-- WHAT NEEDS TO BE DONE --
Please identify every line in the listing below that contains the word "foliage", and copy each such line. Case counts.

* begin *

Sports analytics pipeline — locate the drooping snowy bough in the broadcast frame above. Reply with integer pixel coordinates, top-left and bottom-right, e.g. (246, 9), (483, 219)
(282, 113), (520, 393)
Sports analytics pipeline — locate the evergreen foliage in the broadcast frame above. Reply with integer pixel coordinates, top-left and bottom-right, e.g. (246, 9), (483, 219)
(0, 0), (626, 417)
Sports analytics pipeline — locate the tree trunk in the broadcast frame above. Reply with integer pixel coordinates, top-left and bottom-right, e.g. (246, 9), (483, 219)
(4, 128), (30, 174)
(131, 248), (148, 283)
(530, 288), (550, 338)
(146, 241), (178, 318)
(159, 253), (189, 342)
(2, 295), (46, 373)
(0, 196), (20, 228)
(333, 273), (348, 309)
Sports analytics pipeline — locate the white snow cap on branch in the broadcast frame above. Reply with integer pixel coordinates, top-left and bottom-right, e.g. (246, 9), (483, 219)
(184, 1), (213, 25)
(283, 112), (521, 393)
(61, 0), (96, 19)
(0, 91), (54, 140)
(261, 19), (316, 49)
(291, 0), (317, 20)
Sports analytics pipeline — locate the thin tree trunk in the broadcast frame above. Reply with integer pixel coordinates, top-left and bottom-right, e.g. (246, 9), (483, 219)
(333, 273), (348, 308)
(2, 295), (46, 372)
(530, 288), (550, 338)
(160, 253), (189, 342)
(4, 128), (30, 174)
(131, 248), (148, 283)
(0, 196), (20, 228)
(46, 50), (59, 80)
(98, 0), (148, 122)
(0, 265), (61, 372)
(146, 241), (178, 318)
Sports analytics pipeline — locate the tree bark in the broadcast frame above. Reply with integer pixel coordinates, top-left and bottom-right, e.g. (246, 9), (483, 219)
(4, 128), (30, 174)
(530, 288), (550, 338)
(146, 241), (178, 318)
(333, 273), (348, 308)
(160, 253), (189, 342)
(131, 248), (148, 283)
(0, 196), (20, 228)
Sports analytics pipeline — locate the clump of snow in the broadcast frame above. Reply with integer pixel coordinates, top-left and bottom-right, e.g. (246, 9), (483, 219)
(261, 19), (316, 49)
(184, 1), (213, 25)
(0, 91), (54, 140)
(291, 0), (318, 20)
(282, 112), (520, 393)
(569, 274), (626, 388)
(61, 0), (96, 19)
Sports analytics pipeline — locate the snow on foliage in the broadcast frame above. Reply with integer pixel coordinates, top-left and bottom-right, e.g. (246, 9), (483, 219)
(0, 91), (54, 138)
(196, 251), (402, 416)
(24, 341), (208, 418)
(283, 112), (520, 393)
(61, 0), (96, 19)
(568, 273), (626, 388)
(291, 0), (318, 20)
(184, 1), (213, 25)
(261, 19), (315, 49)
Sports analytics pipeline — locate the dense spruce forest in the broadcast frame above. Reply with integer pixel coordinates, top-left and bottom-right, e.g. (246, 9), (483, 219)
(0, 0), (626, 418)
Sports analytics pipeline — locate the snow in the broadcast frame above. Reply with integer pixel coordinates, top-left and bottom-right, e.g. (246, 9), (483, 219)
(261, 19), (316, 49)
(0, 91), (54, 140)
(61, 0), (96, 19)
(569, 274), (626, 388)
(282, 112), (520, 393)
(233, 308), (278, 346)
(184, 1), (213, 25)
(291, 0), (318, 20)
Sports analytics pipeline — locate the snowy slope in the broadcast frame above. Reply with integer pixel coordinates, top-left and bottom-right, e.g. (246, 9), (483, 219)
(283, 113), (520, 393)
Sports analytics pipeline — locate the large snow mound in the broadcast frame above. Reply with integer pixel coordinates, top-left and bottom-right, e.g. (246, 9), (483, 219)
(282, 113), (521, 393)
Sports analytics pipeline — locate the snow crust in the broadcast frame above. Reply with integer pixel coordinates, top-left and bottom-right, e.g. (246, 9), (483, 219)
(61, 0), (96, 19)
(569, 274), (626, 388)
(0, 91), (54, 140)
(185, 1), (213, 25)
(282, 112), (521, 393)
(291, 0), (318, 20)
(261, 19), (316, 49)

* end *

-- OUTPUT OF THE TASK --
Sports analytics pipeline — locate the evergreen foliage in the broadcast frame above. Reply with integer pixel coordinates, top-left and bottom-right, e.g. (246, 9), (483, 219)
Sports analytics pipeline — locate the snow on foliage in the broadcast frame above. Reply with integer pixel coordinates, top-left and bottom-right, e.g. (246, 9), (483, 219)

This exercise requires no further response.